The problem
Change every "search_term" in the records below to "query", and leave all other lines unchanged.

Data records
>> start
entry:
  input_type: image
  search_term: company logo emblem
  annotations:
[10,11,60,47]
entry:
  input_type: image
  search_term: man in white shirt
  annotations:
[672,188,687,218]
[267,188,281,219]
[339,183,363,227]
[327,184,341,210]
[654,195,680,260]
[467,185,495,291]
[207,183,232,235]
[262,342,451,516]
>> end
Exercise answer
entry:
  input_type: image
  query: company logo emblem
  annotations:
[10,11,60,47]
entry:
  input_type: image
  query: man in white shirt
  annotations:
[672,188,687,218]
[267,188,281,219]
[339,183,363,227]
[327,184,341,210]
[654,195,680,260]
[467,185,495,291]
[207,183,232,235]
[262,342,451,516]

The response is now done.